• _RECORDED INFORMATION_
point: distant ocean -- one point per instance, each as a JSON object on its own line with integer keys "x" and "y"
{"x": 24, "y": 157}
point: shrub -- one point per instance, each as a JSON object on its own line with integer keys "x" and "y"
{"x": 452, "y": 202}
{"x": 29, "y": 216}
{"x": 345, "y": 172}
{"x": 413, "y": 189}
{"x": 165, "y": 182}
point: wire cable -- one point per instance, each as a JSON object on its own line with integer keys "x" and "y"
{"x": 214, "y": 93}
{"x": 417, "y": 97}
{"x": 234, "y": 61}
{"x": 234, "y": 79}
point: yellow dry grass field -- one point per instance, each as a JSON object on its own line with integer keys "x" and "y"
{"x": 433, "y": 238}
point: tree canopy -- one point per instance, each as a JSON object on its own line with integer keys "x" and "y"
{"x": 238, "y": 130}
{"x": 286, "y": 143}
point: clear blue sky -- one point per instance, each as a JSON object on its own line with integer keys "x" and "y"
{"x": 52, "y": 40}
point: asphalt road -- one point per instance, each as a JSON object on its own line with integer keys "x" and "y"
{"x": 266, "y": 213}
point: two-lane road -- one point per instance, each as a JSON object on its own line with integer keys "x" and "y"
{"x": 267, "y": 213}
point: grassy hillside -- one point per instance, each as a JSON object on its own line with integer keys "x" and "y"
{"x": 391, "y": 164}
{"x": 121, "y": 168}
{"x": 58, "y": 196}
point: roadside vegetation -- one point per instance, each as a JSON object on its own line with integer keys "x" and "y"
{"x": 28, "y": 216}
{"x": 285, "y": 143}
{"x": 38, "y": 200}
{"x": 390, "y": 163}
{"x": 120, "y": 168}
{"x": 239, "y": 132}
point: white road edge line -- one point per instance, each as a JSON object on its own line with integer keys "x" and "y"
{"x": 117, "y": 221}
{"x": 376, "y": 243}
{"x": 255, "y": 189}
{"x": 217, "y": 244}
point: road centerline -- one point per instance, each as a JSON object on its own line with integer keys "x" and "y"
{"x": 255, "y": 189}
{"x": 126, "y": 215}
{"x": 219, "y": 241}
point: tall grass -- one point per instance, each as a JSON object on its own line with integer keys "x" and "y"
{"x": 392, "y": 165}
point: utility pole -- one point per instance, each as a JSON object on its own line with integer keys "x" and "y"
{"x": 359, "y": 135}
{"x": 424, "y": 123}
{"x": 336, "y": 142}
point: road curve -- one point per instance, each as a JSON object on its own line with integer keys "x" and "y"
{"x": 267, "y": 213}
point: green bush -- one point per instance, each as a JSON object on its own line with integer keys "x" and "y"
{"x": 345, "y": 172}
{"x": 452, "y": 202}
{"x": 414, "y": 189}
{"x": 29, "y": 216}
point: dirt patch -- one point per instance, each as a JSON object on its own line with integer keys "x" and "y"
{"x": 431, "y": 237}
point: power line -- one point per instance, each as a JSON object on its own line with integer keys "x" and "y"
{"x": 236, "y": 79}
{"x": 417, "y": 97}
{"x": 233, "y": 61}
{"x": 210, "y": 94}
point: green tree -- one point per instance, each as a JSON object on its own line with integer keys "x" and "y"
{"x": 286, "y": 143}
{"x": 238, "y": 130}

• _TASK DIRECTIONS_
Give back the material above in full, exactly as it reads.

• _ANSWER BOX_
point: distant ocean -- one point per instance, each as a JSON object on its own line with integer keys "x" and "y"
{"x": 24, "y": 157}
point: shrub -- one point per instance, each as a JSON object on its own line with integer keys "x" and "y"
{"x": 452, "y": 202}
{"x": 29, "y": 216}
{"x": 345, "y": 172}
{"x": 413, "y": 189}
{"x": 165, "y": 182}
point: wire cable -- one point per instance, each as a JSON object on its own line with integer keys "x" and "y"
{"x": 214, "y": 93}
{"x": 417, "y": 97}
{"x": 234, "y": 61}
{"x": 234, "y": 79}
point: yellow dry grass field -- one point per instance, each as a JSON object on its own line with integer keys "x" and "y"
{"x": 433, "y": 238}
point: tree canopy -- one point per instance, each as a JSON object on its own line with integer keys "x" and "y"
{"x": 238, "y": 130}
{"x": 286, "y": 143}
point: clear blue sky -- one point per instance, each as a JSON object on its own line with integer keys "x" and "y"
{"x": 52, "y": 40}
point: asphalt road -- one point per instance, each as a JSON object on its own line with integer keys "x" and "y"
{"x": 266, "y": 213}
point: two-lane road -- one point per instance, each as a JSON object on its own line with integer keys "x" and "y"
{"x": 267, "y": 213}
point: grassy hillside -- one point per instance, each as a JSON object on its own line with integer keys "x" and "y"
{"x": 391, "y": 164}
{"x": 121, "y": 168}
{"x": 58, "y": 196}
point: roadside vegetation -- one point per instance, each as a JSON object on its own line with integer keys "x" and "y"
{"x": 28, "y": 216}
{"x": 285, "y": 143}
{"x": 38, "y": 200}
{"x": 390, "y": 163}
{"x": 120, "y": 168}
{"x": 239, "y": 132}
point: white road edge line -- one point per instance, each as a JSON object on its own line with integer keys "x" and "y"
{"x": 117, "y": 221}
{"x": 376, "y": 243}
{"x": 255, "y": 189}
{"x": 217, "y": 244}
point: road centerline -- one point per instance, each as a JSON object on its own line with integer keys "x" and "y"
{"x": 255, "y": 189}
{"x": 126, "y": 215}
{"x": 219, "y": 241}
point: tall grass -- one point per instance, each as a JSON object on its own line with integer keys "x" and "y"
{"x": 392, "y": 165}
point: utility pole -- one point per instance, each as a JSON object on its own line with integer keys "x" and "y"
{"x": 359, "y": 135}
{"x": 424, "y": 123}
{"x": 336, "y": 142}
point: road curve -- one point per instance, each as a JSON object on its own line with integer keys "x" and "y"
{"x": 267, "y": 213}
point: green bush -- one point per instance, each as a JSON object on its own line with integer keys "x" and "y"
{"x": 345, "y": 172}
{"x": 452, "y": 202}
{"x": 414, "y": 189}
{"x": 29, "y": 216}
point: dirt patch -- one point per instance, each as a JSON object on its own line with integer keys "x" and "y"
{"x": 431, "y": 237}
point: power line -- one point per instance, each as a JSON object on its own line with integer keys "x" and "y"
{"x": 236, "y": 79}
{"x": 417, "y": 97}
{"x": 233, "y": 61}
{"x": 210, "y": 94}
point: green tree -- one point per instance, each as a JSON object on its own line with integer keys "x" and "y"
{"x": 286, "y": 143}
{"x": 238, "y": 130}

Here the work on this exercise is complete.